**Excerpt:**
⁂

Blog May 15, 2020

On Friday, May 8, 2020, the ERCOT grid observed increasingly prevalent types of market volatility, highlighting some of the issues and opportunities surrounding high renewable penetration. Following record wind generation Thursday evening (around 21 GW hourly average), declining wind forecasts remained high enough for Friday such that a low percentage of gas plants stayed online – even with cheap fuel costs. Heat indices and HVAC cooling demand across the grid were mild, especially in Dallas and the Permian Basin; the latter region has also observed reduced power usage from crude oil facilities. Consequently, Friday net load forecasts (demand minus wind minus solar) suggested wide surplus and cheap Day-Ahead/Real-Time pricing. Statistical models built on historical training data likely projected a narrow confidence band surrounding this pricing outlook.

On the contrary, our models stated high risk around Real-Time pricing for three main reasons:

  1. Constraints surrounding transmission lines transporting wind power
  2. Ramping shortages from generators needed to offset declining wind power
  3. Higher accuracy windy forecasts compared to ISO projections. 

Lo and behold, Houston and South Hubs settled at an exorbitant $212/MWh and $108/MWh, respectively. 

Figure 1: Settlement pricing at Houston (blue) and South (black) Hubs from May 8. Prices spiked highest in the early afternoon as net load climbed >10 GW in less than five hours. Source: ERCOT
Figure 1: Settlement pricing at Houston (blue) and South (black) Hubs from May 8. Prices spiked highest in the early afternoon as net load climbed >10 GW in less than five hours. Source: ERCOT

Transmission Constraints

From a big picture and traditional scope, it was accurate to assess wide surplus and minimal scarcity threat when forecasting grid conditions on Friday. ERCOT has an energy-only market design that opts for a real-time scarcity pricing mechanism in lieu of a forward capacity auction. The scarcity price mechanism, defined by the Operating Reserve Demand Curve (ORDC), applies a roughly exponential price adder across the entire systems once available surplus and ancillary resources fall below a certain threshold. However, the reserve levels used to determine scarcity adders include generators instructed to reduce output to relieve transmission constraints. In this case, capacity available for economic dispatch (i.e. surplus), was sufficient on paper and ancillaries were not deployed – though clearly there were regional shortages.

⁂

**Given entries:**
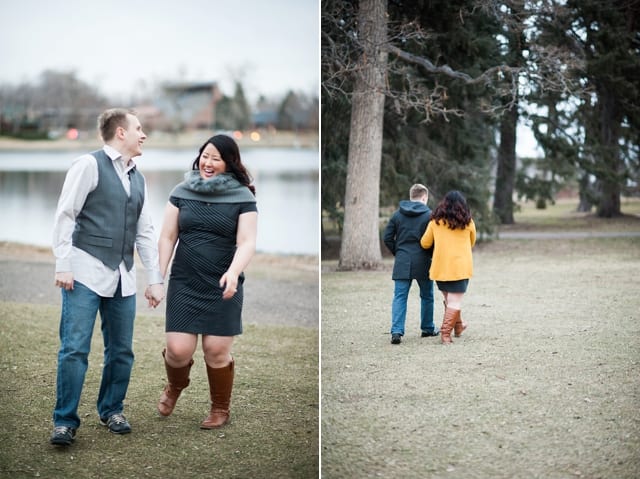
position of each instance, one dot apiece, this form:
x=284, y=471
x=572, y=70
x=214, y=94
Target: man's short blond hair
x=110, y=120
x=417, y=191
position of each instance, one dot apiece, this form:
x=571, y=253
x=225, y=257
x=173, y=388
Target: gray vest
x=107, y=224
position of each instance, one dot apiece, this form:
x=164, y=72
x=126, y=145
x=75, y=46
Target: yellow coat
x=452, y=258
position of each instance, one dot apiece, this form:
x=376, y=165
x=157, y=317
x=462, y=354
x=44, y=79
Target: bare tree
x=355, y=52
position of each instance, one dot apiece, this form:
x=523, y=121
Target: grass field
x=543, y=384
x=274, y=412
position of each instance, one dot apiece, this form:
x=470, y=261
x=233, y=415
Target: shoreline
x=189, y=140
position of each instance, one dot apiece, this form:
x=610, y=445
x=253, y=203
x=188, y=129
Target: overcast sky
x=118, y=46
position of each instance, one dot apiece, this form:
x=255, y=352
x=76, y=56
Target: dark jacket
x=402, y=237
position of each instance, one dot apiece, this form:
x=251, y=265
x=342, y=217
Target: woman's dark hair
x=453, y=210
x=230, y=154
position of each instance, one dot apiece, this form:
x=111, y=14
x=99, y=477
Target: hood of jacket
x=413, y=208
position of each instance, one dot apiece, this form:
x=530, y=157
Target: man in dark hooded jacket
x=402, y=237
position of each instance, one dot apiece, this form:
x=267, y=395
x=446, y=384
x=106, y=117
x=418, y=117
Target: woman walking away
x=212, y=216
x=452, y=233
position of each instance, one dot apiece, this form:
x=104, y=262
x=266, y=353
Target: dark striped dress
x=206, y=245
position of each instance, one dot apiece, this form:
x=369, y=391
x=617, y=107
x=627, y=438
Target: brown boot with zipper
x=450, y=318
x=178, y=380
x=460, y=326
x=220, y=386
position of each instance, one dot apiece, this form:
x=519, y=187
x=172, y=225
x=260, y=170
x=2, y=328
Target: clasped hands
x=154, y=294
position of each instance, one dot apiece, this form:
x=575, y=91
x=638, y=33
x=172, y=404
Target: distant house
x=189, y=106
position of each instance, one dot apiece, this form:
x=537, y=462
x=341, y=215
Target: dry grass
x=274, y=428
x=562, y=216
x=544, y=383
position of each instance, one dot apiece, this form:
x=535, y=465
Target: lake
x=286, y=180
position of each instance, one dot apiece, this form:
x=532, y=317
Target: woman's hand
x=229, y=282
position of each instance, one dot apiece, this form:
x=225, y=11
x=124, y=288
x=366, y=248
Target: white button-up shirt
x=82, y=179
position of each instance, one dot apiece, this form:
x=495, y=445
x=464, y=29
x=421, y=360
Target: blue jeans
x=399, y=305
x=79, y=309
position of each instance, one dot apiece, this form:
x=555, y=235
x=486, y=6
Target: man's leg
x=399, y=306
x=118, y=314
x=77, y=318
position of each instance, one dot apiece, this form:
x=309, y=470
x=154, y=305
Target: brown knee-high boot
x=450, y=317
x=178, y=380
x=459, y=326
x=220, y=386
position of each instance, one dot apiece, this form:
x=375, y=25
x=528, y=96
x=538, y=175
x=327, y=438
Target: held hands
x=64, y=280
x=154, y=294
x=229, y=282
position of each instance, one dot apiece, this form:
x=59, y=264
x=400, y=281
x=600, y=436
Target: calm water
x=286, y=181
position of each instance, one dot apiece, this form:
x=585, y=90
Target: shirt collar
x=115, y=155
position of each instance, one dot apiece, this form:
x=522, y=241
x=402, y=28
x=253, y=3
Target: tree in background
x=593, y=131
x=55, y=102
x=354, y=57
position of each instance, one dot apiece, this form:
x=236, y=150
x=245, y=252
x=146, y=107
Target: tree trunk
x=360, y=247
x=609, y=180
x=506, y=171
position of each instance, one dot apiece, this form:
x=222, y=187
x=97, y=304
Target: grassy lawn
x=563, y=216
x=543, y=384
x=274, y=423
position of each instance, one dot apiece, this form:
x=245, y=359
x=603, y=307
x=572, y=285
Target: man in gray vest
x=101, y=218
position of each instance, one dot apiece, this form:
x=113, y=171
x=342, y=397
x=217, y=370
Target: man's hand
x=154, y=294
x=64, y=280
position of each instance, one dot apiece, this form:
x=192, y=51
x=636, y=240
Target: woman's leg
x=178, y=358
x=180, y=348
x=220, y=373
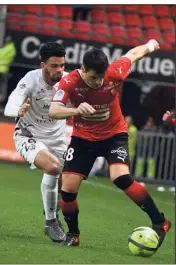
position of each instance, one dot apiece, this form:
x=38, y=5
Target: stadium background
x=148, y=92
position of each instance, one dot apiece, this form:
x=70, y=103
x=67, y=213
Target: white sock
x=49, y=190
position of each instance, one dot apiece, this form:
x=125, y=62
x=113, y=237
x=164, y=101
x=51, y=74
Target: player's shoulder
x=70, y=79
x=33, y=75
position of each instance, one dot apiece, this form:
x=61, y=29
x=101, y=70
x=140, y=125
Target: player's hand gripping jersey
x=108, y=119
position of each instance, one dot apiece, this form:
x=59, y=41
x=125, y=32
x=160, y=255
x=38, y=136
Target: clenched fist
x=85, y=108
x=24, y=108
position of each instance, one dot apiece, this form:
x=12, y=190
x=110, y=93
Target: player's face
x=53, y=69
x=93, y=79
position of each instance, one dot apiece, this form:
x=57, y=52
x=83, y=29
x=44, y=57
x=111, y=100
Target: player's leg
x=120, y=175
x=78, y=163
x=49, y=164
x=36, y=153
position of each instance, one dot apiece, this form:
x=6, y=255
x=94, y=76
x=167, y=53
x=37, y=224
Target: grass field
x=107, y=216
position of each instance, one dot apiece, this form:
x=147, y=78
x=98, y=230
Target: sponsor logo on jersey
x=59, y=95
x=112, y=85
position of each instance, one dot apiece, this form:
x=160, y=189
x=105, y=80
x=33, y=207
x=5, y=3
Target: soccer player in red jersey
x=99, y=130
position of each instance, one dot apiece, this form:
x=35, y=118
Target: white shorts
x=28, y=148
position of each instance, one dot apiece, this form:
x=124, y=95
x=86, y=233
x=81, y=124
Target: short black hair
x=95, y=59
x=50, y=49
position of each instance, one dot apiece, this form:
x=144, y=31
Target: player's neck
x=47, y=80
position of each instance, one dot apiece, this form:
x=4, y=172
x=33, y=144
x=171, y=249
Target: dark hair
x=50, y=49
x=96, y=60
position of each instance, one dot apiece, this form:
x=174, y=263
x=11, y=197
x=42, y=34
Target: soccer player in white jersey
x=39, y=139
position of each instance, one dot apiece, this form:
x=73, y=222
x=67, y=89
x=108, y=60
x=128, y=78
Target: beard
x=52, y=79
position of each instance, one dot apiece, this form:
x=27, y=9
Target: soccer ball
x=143, y=241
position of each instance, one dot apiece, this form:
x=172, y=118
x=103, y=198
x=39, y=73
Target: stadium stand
x=127, y=24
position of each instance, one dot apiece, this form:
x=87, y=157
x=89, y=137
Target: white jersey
x=36, y=123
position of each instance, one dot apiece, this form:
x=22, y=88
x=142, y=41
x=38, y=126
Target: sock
x=49, y=190
x=69, y=206
x=139, y=195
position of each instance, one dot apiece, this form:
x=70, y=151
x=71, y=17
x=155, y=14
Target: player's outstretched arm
x=57, y=111
x=142, y=50
x=16, y=105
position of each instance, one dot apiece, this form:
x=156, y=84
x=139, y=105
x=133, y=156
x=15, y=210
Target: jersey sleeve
x=17, y=97
x=63, y=92
x=119, y=70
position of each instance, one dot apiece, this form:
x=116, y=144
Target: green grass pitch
x=107, y=216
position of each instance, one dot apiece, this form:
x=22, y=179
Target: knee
x=53, y=168
x=71, y=183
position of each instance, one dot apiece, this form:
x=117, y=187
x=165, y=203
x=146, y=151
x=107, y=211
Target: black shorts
x=81, y=154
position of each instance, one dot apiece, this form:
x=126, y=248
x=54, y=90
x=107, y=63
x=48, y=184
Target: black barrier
x=158, y=66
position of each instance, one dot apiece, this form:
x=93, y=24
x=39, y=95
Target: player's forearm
x=139, y=52
x=61, y=112
x=11, y=109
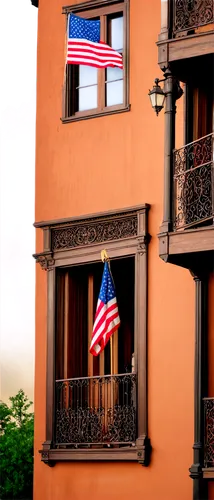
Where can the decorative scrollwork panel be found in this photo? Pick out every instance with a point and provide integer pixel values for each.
(94, 232)
(96, 410)
(193, 183)
(190, 14)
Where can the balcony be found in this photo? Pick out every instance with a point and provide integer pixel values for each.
(192, 235)
(208, 471)
(193, 184)
(96, 412)
(187, 30)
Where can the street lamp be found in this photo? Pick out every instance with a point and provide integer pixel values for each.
(157, 96)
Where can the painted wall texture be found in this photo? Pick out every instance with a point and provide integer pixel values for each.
(16, 248)
(96, 165)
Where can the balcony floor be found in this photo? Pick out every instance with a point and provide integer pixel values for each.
(187, 246)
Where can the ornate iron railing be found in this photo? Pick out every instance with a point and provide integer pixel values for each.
(190, 14)
(95, 411)
(193, 183)
(208, 432)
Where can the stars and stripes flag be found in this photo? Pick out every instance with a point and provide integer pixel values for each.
(85, 47)
(107, 319)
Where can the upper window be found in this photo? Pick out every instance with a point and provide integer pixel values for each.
(91, 91)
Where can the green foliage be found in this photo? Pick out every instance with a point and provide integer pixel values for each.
(16, 448)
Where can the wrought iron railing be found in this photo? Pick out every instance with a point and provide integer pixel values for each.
(193, 183)
(208, 432)
(95, 411)
(191, 14)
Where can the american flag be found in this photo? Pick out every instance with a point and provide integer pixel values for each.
(107, 318)
(84, 45)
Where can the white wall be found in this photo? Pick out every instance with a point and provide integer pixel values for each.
(16, 247)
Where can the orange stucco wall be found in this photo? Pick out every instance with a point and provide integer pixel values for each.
(97, 165)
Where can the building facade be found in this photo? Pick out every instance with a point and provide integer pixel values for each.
(124, 423)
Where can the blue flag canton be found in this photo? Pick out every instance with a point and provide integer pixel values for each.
(84, 29)
(107, 290)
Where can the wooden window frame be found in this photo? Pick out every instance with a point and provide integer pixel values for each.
(67, 242)
(87, 10)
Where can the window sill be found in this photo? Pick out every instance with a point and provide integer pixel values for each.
(96, 114)
(139, 453)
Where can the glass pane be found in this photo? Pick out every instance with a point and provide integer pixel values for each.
(114, 74)
(114, 93)
(117, 33)
(87, 76)
(88, 98)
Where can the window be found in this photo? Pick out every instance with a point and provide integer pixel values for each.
(95, 396)
(90, 91)
(96, 406)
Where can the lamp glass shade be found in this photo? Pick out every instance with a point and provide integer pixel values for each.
(157, 98)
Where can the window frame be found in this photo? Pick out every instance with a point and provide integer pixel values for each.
(98, 8)
(129, 237)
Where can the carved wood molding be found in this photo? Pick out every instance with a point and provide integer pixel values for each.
(94, 232)
(66, 235)
(45, 260)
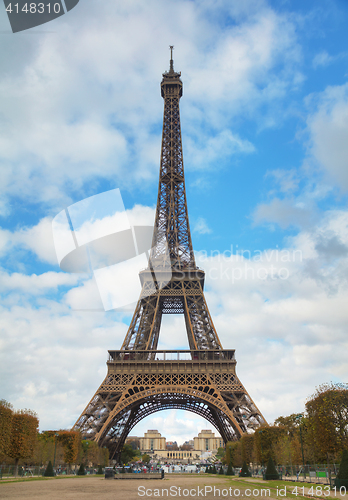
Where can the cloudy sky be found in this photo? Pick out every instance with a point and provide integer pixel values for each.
(264, 120)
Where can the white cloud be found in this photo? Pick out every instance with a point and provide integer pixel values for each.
(201, 226)
(322, 59)
(328, 130)
(286, 212)
(69, 117)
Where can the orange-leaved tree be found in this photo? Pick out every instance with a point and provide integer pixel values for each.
(23, 437)
(5, 427)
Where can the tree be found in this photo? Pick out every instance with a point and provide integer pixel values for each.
(128, 454)
(245, 471)
(81, 471)
(268, 441)
(230, 471)
(233, 453)
(146, 458)
(5, 427)
(327, 413)
(247, 448)
(342, 475)
(23, 436)
(49, 472)
(70, 441)
(271, 472)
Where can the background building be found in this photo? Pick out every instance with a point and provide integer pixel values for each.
(168, 451)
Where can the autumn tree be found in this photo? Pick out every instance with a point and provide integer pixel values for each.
(267, 440)
(327, 412)
(288, 449)
(5, 427)
(233, 454)
(24, 427)
(247, 448)
(145, 458)
(70, 441)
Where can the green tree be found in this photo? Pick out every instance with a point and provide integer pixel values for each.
(233, 453)
(81, 471)
(342, 475)
(247, 448)
(71, 441)
(245, 471)
(230, 471)
(128, 454)
(271, 472)
(49, 472)
(268, 442)
(23, 438)
(146, 458)
(5, 427)
(327, 412)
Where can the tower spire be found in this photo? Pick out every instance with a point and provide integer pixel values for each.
(141, 379)
(171, 67)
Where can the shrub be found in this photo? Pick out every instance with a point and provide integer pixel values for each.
(49, 472)
(81, 471)
(271, 472)
(342, 475)
(230, 471)
(245, 471)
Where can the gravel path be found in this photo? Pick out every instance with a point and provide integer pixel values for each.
(92, 488)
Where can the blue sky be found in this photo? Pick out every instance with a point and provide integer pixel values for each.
(264, 120)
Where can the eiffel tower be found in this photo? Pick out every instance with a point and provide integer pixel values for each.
(142, 380)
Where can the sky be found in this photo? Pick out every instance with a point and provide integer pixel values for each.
(264, 118)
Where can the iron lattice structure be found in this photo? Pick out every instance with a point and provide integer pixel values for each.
(141, 379)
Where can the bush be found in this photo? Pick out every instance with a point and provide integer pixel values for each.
(342, 476)
(230, 471)
(245, 471)
(81, 471)
(49, 472)
(271, 472)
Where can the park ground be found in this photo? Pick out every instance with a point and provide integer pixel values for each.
(172, 486)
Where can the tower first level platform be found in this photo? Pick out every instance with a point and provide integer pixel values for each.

⁂

**Task instructions:**
1 > Rename "wind power" as "wind output" in the ERCOT blog post, starting with "1. Constraints surrounding" and going on through "to ISO projections.".
2 > Translate this sentence from the ERCOT blog post into Spanish: "ERCOT has an energy-only market design that opts for a real-time scarcity pricing mechanism in lieu of a forward capacity auction."
3 > Pick up the ERCOT blog post after its last sentence and keep writing.
You can set the records aside, since none of the work draws on them.

**Set of answers:**
1 >
1. Constraints surrounding transmission lines transporting wind output
  2. Ramping shortages from generators needed to offset declining wind output
  3. Higher accuracy windy forecasts compared to ISO projections.

2 > ERCOT tiene un diseño de mercado solo de energía que opta por un mecanismo de precios de escasez en tiempo real en lugar de una subasta de capacidad a plazo.

3 >
Figure 2: Capacity available to SCED on May 8 with backcast estimates for wind and solar curtailments using Genscape’s dispatch model and Bid Data API. Source: ERCOT and Genscape
Figure 2: Capacity available to SCED on May 8 with backcast estimates for wind and solar curtailments using Genscape’s dispatch model and Bid Data API. Source: ERCOT and Genscape

Numerous transmission lines threatened overloads last week. Wind production hovered near all-time highs, line maintenance limited export pathways for wind, and load imbalances grew between Dallas and a significantly hotter Houston. To limit wind power and prevent overloads, ERCOT implemented congestion costs to depress West and even some North prices near $0/MWh (standard offer for wind farms without production tax credit). Most generators submit a set of offers at different output levels and curtail output when their local price falls beneath a given offer tier. While curtailing wind solved constraints near these remotely located farms, a byproduct was lower dispatch from nearby gas and coal plants as net load accelerated. Limitations around West and North supply heightened the underlying system energy cost and fed transmission constraints to surge prices in the lower half of the footprint.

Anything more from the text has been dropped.